> [Document text]
Yes, it’s true, I’d never inserted a bagged lining until now.

Popped my proverbial bagged-lining cherry, if you will. (Ooh, what a sentence that is! And what an image it conjures!)

It was a messy affair. I was nervous and sweaty. Got out my trusty walking foot for extra protection and added comfort.

There were a few moments of: wait, that goes where? That’s supposed to fit in here?

I have to pull the whole coat, inside out, through this impossibly small opening?!

But I huffed and I puffed and presto!: a fully lined coat emerged.

One of life’s precious little miracles.


  • Pattern: Cascade duffle coat
  • Size: 10
  • Fabric: Charcoal medium weight wool blend; black kasha lining; leather salvaged from a thrifted jacket
  • Notes: The toggles were pieced together from a hacked up Anne Taylor leather jacket. I had to double the half circle parts for extra beefiness. I punched each hole around the edge with a nail and sewed them on by hand using buttonhole thread -With the zipper bands already attached, there was no way I was jamming the whole thing under my walking foot to sew by machine.
  • Mods I would’ve made: 1. I’m pretty sure they should have drafted a separate piece for the hood lining. As it is, there’s no accounting for the facings. I had to make two little tucks to get it to line up along the neck. 2. The zipper band in contrasting fabric should be interfaced, in my opinion. Especially if you use lining fabric as they suggest.

> [Data records]

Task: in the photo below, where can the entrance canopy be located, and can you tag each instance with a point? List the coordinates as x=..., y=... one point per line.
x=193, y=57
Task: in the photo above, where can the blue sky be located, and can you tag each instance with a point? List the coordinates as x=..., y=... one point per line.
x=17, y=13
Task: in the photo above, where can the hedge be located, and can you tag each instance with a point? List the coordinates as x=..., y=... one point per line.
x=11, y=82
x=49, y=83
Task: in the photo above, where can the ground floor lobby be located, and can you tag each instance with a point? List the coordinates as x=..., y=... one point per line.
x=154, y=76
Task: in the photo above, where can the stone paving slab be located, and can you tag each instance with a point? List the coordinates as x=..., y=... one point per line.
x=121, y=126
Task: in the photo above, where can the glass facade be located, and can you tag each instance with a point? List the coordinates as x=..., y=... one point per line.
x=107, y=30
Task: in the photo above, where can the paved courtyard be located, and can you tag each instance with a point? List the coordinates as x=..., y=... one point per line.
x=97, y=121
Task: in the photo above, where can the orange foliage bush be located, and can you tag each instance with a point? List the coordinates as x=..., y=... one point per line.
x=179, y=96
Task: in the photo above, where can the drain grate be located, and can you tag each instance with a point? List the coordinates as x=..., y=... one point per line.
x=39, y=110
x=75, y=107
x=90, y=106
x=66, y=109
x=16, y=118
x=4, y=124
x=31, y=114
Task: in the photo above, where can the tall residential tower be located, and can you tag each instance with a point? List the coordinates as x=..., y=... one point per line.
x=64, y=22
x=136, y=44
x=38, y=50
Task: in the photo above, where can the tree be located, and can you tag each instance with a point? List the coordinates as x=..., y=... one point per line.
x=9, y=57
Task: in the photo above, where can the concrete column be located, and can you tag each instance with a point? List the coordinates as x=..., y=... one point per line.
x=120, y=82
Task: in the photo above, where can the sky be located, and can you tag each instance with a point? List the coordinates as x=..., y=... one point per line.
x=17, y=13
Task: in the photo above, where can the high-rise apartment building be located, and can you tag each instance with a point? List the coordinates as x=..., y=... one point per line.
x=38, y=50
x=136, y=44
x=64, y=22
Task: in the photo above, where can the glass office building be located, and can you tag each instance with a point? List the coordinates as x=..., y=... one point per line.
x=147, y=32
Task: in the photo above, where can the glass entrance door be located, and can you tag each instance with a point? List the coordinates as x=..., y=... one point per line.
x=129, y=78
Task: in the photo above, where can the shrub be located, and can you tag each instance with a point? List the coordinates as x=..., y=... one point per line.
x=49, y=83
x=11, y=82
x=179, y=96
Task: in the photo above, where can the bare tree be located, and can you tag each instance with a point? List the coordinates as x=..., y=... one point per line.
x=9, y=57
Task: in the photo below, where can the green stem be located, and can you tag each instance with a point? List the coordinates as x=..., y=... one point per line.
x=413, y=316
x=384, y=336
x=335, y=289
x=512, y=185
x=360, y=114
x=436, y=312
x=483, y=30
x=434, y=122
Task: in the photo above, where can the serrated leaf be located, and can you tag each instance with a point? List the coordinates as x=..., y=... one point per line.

> [To do]
1. Reproduce the duffle coat post from "Yes, it’s true, I’d" up to and including "impossibly small opening?!".
2. Answer these questions from the duffle coat post:
(a) Which presser foot did the writer get out for the bagged lining?
(b) What size of the pattern was made?
(c) What tool was used to punch each hole around the edge of the toggles?

> [Full answers]
1.
Yes, it’s true, I’d never inserted a bagged lining until now.

Popped my proverbial bagged-lining cherry, if you will. (Ooh, what a sentence that is! And what an image it conjures!)

It was a messy affair. I was nervous and sweaty. Got out my trusty walking foot for extra protection and added comfort.

There were a few moments of: wait, that goes where? That’s supposed to fit in here?

I have to pull the whole coat, inside out, through this impossibly small opening?!

2.
(a) The walking foot.
(b) Size 10.
(c) A nail.